◆ EXCERPT PROVIDED
[START]
Peter Poeml wrote:
Hello, good afternoon :-)
There are some new ideas and changes about implementation details of the concept of failover [1].
Before, our idea was to modify MediaCurl class [2] to parse a list of mirrors like this [3].
But now, new idea is to use only metalink files ([4] [5]) and don't use anymore this type of mirror lists.
Libzypp could download files using an external program (ej. aria2c [6]) to avoid I am not sure if it is a good idea. This would make sense only if you can reimplement all the progress callbacks, authorization callbacks, error handling and error callbacks MediaCurl right now provides. In libzypp, it seems to be much more complicated.
It is, Media subsystem is not a simple backend. download.opensuse.org is an http only world. Media:: It is an abstraction layer for accesing http, ftp, iso, nfs, harddisks, local filesystem etc. Adding a http header is not even in the API!
Our question is:
How can we easily add a new handler (fetching files with an external program) with as few intrusion into libzypp's media handling as possible?
I would say the best way would be to reimplement MediaHandler just like MediaDISK and MediaCurl do. Then replace the code in MediaManager to use your new MediaHandler for http. However, as I said, you will need to take care of proxy, progress, etc. You may look into MediaCurl for examples on how to report that.
Is there a central place where one could hook into?
It would be great if it is possible to use e.g. aria2c as external downloader, which already implements nearly everything that we need. It meanwhile seems to me that implementing more stuff in libzypp will not only reinvent the wheel in many regards but also increase the media handling's complexity even further.
I also think so. However, it is aria2c a library or just a dummy command line tool?
An underlying assumption that I have is that there always is some kind of package caching directory where files are downloaded (and used later), so it wouldn't matter if the files are put there by libcurl or by the external process. Is this assumption correct?
[END]
◆ GIVEN REQUEST 1
Answer these questions from the forum thread on libzypp media handling:
(a) Which class did the earlier idea propose modifying so it could parse a list of mirrors?
(b) What does the thread say download.opensuse.org is?
(c) Which two classes does the reply name as already reimplementing MediaHandler?

◆ EXCERPTED DATA
[START]
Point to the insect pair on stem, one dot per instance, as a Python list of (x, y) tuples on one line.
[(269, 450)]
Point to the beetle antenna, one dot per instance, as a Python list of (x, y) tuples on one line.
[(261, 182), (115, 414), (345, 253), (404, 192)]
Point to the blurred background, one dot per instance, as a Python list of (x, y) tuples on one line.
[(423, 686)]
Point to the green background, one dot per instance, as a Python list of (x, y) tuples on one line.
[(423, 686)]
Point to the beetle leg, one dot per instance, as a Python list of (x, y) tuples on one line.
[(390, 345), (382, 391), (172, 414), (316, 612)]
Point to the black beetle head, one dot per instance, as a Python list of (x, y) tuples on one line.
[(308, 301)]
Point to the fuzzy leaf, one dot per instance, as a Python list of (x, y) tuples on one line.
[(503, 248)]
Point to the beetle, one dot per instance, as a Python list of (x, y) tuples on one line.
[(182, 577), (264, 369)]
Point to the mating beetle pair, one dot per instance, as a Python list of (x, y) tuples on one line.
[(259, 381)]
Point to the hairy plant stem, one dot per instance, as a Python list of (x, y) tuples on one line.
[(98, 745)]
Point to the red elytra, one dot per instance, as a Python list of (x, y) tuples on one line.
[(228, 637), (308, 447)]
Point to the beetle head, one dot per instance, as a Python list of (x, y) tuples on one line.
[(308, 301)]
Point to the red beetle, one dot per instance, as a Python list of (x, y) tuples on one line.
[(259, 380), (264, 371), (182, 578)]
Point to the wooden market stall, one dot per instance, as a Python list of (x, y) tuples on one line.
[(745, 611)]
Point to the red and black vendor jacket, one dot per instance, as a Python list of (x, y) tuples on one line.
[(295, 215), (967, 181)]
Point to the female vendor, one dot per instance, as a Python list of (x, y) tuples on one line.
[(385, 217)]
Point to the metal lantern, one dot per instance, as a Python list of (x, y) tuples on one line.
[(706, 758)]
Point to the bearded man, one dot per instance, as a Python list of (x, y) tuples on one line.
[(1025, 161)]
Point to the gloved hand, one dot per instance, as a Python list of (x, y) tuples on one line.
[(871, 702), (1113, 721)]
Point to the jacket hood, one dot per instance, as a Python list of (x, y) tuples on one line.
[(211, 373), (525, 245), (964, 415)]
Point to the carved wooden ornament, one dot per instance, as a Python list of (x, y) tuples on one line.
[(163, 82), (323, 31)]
[END]
◆ GIVEN REQUEST 2
Return each line of the records that contains the word "jacket".

◆ TASK ANSWER 1
(a) MediaCurl
(b) An http only world
(c) MediaDISK and MediaCurl

◆ TASK ANSWER 2
Point to the red and black vendor jacket, one dot per instance, as a Python list of (x, y) tuples on one line.
Point to the jacket hood, one dot per instance, as a Python list of (x, y) tuples on one line.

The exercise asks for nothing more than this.